*Задание*:
Ответьте на вопросы по отрывку о Цветаевой, приведенному ниже:
(a) В каком году появилась уцелевшая главка «Сибирь»?
(b) Кем по образованию был Вадим Руднев?
(c) Какие аргументы повторял Марк Вишняк, сопротивляясь публикациям Цветаевой?

*Приведенный отрывок*:
---
Поэма осталась ненапечатанной — журналы вновь отказали, — а рукопись, которую Цветаева не решилась везти с собой в Москву, погибла во время войны. Только в 1990 году появилась уцелевшая главка «Сибирь». К этому времени стала ясна вся дикость упреков в «большевизанстве», которые после ее отзыва о Маяковском стали общим местом у эмигрантских критиков. Но можно представить, как ее травмировали эти обвинения.
«На другой день, — вспоминала она, — меня выкинули из всех эмигрантских газет… дескать, „советская, опасная“… не помню, что еще». На самом деле все было не настолько мрачно. Время от времени стихам Цветаевой находилось место в «Последних новостях», хотя она была убеждена, что Милюков испытывает к ней какую-то непреодолимую ненависть, а фактический редактор газеты Демидов чувствует садистское наслаждение, отвергая одну ее вещь за другой. «Современные записки», лучший и — для Цветаевой это было еще важнее — регулярно плативший журнал, вел себя по отношению к ней достойно, но только Вадим Руднев, тот соредактор, который ведал литературой, по образованию был врач, а по призванию политик (при Временном правительстве его избрали городским головой Москвы). У Цветаевой он просил стихов покороче да полиричнее, жаловался, что они непонятны рядовому читателю, предпочитал, чтобы она предлагала прозу и мемуары. Другой соредактор, Марк Вишняк, сопротивлялся каждой цветаевской публикации, повторяя шаблонные аргументы — невнятица, истеричность да к тому же неясная идеологическая линия. Когда от появления в очередной книжке зависело, смогут ли Эфроны погасить долг в продуктовой лавке или внести терм — ежеквартальный взнос за квартиру, а редакция отмалчивалась и тянула, было от чего опустить руки.
---
*Записи набора*:
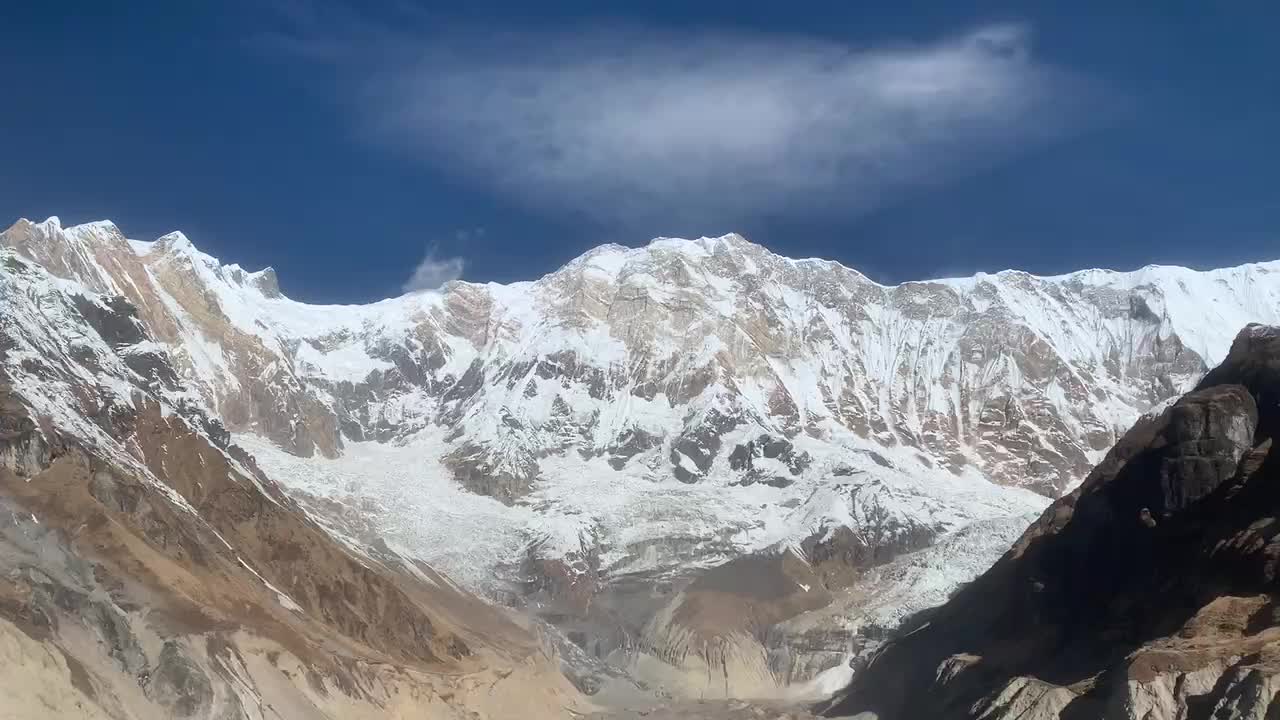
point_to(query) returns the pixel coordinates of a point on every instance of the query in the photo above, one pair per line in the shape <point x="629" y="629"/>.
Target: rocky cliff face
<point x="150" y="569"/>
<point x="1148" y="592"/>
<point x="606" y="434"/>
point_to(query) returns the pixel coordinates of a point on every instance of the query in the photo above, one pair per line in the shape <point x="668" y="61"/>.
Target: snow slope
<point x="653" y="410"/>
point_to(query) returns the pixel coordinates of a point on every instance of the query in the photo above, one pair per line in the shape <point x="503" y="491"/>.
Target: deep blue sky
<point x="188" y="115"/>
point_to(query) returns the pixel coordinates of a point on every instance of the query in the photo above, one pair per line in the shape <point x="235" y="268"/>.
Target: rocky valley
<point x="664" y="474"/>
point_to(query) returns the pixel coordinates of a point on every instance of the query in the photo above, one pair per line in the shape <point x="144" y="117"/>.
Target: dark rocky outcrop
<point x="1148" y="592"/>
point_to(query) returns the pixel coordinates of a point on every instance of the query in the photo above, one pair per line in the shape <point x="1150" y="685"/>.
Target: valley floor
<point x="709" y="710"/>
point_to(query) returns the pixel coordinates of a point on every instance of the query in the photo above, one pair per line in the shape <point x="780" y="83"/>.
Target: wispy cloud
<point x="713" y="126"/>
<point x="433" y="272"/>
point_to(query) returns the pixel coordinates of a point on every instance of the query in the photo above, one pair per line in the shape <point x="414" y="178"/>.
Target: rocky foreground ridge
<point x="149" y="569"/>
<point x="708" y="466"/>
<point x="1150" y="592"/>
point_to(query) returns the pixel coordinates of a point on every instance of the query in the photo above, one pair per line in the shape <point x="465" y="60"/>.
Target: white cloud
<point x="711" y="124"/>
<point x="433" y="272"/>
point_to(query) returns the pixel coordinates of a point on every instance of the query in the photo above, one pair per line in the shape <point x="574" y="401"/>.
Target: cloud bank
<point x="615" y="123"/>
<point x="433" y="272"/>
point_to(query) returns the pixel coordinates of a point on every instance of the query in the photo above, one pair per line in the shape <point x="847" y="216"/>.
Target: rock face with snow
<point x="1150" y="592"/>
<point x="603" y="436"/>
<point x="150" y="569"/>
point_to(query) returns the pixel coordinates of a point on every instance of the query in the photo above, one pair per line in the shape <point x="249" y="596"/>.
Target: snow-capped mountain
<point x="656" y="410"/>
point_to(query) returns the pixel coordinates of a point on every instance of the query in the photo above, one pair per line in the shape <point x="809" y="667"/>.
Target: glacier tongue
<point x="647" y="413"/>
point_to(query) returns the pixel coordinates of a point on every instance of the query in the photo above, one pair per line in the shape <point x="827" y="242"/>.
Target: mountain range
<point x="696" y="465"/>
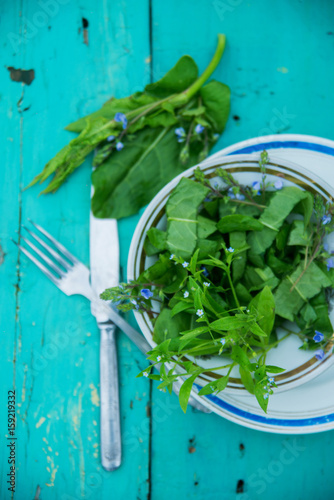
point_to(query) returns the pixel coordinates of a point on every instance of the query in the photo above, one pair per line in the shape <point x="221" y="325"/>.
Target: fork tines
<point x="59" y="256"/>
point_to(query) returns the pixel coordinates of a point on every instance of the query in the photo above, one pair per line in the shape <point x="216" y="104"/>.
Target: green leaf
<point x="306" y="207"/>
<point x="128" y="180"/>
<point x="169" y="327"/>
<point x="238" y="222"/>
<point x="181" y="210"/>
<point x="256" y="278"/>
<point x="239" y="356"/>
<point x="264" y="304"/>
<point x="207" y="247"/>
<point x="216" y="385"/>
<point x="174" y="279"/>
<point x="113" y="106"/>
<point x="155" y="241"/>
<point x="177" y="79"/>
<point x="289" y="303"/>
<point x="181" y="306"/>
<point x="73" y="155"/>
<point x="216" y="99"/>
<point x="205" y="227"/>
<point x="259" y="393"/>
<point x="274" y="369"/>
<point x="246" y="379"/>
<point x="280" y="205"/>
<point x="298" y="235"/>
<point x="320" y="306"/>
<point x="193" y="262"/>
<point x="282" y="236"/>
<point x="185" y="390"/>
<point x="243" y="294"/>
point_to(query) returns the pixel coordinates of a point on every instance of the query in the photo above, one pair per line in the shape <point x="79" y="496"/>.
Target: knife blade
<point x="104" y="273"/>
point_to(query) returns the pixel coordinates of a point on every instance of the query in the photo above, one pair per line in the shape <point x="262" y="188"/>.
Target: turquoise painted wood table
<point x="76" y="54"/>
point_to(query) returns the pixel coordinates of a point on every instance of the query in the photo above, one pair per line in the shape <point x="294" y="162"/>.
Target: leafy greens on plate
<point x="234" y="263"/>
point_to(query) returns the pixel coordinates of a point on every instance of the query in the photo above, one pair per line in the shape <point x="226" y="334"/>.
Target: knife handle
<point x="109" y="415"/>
---
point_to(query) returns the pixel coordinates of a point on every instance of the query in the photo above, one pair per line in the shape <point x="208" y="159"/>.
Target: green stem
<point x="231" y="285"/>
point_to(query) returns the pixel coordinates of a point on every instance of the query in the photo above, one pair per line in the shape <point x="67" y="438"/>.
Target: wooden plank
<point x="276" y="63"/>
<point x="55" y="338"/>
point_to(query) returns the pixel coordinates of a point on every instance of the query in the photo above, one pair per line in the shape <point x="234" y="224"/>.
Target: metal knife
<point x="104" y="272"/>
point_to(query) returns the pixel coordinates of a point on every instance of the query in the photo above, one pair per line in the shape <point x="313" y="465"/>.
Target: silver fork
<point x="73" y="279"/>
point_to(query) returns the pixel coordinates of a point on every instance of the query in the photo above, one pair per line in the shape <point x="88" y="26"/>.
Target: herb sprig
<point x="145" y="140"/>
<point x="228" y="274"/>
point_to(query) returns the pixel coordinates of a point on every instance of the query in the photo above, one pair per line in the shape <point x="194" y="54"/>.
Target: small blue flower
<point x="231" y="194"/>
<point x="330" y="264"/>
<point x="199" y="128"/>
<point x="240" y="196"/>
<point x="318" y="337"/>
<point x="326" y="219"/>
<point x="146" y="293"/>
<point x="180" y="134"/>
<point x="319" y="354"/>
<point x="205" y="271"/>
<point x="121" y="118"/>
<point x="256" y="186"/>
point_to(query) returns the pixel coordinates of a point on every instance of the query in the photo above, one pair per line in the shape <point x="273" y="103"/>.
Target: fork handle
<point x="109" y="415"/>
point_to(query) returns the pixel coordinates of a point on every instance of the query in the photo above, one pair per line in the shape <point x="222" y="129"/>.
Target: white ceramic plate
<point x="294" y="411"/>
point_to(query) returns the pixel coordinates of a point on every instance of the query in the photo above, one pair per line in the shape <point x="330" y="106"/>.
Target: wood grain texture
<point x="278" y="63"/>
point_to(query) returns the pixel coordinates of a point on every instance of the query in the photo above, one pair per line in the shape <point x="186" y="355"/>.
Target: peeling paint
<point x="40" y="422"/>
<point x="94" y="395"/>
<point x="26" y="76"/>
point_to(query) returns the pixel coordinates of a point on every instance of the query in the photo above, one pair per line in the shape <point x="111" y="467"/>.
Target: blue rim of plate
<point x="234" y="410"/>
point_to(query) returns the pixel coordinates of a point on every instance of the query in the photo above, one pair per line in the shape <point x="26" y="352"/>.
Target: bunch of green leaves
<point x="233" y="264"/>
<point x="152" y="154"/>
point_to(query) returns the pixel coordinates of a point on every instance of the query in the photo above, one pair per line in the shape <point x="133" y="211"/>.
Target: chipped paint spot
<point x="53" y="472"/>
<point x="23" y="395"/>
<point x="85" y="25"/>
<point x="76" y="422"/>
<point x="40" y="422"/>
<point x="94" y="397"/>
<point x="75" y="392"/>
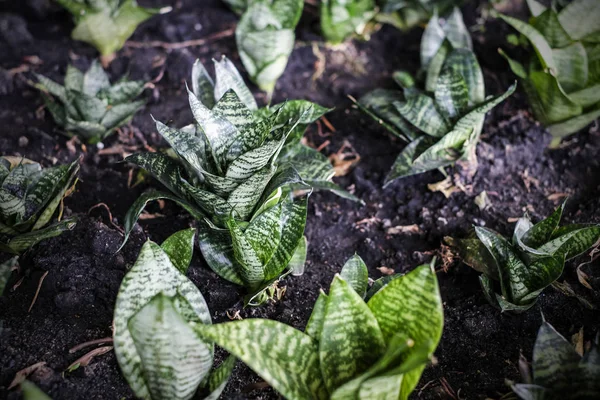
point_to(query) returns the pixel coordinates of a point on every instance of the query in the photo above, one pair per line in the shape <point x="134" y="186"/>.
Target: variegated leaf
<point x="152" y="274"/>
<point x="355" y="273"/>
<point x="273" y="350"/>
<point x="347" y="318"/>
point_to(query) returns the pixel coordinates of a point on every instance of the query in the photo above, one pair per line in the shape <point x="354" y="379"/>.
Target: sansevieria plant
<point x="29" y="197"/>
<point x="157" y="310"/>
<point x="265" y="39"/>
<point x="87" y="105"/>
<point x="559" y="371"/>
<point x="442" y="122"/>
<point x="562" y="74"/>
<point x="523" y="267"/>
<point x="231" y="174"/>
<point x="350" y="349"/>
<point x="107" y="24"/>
---
*Ответ*:
(a) В 1990 году.
(b) Врачом.
(c) Невнятица, истеричность и неясная идеологическая линия.